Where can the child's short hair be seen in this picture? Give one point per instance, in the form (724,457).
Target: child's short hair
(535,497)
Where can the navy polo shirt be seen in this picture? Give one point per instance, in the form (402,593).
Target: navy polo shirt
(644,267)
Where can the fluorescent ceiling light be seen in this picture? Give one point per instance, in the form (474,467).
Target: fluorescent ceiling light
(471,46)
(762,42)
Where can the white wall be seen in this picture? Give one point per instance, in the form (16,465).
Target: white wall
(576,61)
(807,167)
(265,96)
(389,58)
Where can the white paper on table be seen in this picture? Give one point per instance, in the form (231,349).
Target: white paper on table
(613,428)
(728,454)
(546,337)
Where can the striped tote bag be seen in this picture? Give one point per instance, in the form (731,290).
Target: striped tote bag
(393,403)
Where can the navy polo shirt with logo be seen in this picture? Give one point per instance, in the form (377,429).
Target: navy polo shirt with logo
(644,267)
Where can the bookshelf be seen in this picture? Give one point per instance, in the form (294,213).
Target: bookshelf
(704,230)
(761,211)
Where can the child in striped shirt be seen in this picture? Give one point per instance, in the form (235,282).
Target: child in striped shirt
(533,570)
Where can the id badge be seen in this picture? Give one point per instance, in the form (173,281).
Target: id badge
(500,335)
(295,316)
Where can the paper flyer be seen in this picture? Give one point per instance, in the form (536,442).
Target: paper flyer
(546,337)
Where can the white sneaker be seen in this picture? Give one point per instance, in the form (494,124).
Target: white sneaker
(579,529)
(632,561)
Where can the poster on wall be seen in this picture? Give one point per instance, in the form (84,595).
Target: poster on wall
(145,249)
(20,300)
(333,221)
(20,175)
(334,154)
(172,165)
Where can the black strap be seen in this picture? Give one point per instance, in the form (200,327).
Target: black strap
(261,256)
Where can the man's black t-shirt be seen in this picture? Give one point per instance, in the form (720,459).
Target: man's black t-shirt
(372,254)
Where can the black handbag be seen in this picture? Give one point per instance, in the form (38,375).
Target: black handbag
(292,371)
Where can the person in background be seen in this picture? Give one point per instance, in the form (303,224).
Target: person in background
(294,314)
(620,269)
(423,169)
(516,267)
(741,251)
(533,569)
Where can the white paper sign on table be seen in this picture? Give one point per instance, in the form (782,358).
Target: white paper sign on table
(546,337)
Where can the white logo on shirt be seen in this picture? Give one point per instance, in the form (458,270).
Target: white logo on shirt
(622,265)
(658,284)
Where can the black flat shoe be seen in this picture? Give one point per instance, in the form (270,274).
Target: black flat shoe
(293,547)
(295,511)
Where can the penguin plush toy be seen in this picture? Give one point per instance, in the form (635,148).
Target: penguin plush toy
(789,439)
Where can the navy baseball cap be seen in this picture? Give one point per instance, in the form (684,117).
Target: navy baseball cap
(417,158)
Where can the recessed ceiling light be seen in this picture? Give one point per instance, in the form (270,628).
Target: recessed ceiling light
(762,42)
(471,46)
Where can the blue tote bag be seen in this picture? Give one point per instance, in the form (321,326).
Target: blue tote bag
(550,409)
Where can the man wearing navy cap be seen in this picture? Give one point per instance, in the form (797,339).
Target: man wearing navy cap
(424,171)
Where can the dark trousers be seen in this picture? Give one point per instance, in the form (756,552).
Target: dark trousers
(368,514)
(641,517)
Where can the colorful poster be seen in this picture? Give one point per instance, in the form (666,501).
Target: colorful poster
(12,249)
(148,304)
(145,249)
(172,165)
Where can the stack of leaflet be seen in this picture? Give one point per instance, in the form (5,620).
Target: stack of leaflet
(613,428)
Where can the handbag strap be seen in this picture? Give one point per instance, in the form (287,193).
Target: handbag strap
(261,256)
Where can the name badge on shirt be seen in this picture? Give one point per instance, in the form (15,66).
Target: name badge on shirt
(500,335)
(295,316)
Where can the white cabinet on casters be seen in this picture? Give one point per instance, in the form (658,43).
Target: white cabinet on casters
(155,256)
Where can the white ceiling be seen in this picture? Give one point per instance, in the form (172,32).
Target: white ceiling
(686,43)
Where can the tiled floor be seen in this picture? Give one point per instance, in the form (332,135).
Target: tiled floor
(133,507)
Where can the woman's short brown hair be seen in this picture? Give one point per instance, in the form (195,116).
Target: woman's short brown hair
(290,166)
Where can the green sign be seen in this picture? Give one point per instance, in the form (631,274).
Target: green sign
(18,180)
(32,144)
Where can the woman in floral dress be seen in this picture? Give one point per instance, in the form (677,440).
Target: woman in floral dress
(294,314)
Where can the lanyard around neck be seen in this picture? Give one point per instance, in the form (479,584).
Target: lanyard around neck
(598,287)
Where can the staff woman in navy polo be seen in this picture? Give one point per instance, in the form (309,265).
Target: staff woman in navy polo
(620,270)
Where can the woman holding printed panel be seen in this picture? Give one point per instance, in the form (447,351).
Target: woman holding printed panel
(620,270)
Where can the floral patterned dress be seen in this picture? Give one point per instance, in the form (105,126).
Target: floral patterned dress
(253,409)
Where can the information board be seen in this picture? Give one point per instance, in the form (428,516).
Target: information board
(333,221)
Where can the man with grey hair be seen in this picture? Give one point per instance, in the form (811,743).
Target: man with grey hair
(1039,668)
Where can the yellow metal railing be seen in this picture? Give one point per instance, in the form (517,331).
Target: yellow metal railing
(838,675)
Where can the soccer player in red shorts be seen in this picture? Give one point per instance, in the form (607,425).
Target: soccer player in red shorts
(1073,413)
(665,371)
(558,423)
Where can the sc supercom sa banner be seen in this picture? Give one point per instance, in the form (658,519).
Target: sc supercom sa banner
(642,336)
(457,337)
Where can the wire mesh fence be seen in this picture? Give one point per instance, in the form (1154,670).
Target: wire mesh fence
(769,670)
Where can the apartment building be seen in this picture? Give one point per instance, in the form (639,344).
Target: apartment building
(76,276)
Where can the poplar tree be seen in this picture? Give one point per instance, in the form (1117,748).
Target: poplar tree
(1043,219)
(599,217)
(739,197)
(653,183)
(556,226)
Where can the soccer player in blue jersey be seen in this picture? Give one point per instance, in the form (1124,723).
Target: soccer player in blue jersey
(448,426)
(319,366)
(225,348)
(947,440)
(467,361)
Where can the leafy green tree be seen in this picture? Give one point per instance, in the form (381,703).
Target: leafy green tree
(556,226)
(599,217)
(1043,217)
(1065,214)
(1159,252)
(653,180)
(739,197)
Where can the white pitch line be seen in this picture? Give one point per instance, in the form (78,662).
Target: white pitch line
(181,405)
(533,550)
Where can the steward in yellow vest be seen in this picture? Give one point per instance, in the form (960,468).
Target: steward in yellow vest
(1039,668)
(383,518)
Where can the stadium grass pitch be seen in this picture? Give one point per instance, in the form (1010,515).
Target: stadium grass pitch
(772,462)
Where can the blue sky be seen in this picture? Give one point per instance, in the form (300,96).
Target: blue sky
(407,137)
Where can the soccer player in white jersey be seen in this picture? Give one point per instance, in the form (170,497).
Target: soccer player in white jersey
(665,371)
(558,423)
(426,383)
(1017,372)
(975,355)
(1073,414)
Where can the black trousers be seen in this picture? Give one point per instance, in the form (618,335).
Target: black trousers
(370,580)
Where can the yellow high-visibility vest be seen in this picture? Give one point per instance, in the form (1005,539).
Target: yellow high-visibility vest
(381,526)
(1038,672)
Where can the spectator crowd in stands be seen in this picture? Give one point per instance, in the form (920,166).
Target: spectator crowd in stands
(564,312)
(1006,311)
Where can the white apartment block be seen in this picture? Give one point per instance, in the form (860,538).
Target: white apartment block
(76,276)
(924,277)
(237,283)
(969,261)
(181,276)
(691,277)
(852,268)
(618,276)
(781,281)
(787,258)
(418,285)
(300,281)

Exercise requirements ▸ Rewrite every line from the one containing "Where can the stadium" to the end of the rows, shifting each answer coordinate up by 3. Keep all other numbers unchanged.

Response to the exercise ▸
Where can the stadium grass pitch be seen in this picture? Give one point per instance, in the form (1010,515).
Target: stadium grass pitch
(775,465)
Where can the blue sky be seen in this picture? Give one point per instance, in the form (300,96).
Target: blue sky
(410,140)
Where can the soccer player in white jersey be seen in this picture? Give one point per instance, in the form (170,497).
Target: soccer player in white jersey
(668,374)
(561,426)
(429,386)
(1020,375)
(978,358)
(1076,417)
Where can the black trousers be seen in this picture? Give one point per instance, in the form (618,335).
Target: black trousers
(373,583)
Where can the yellow high-visibility vest be seen in this picture? Give one point per instance, in the form (1005,539).
Target: yellow high-visibility vest
(384,529)
(1041,675)
Where can the spectator crowd in stands be seen in this picture? Give one point per instance, in the form (920,166).
Target: spectator crowd in stands
(567,315)
(1009,314)
Where can the white apartment block be seen in this picture? Give one point per instance, in the form (860,538).
Target: white apartment block
(79,279)
(927,280)
(240,286)
(972,264)
(184,279)
(694,280)
(855,271)
(621,279)
(784,284)
(790,261)
(421,288)
(303,284)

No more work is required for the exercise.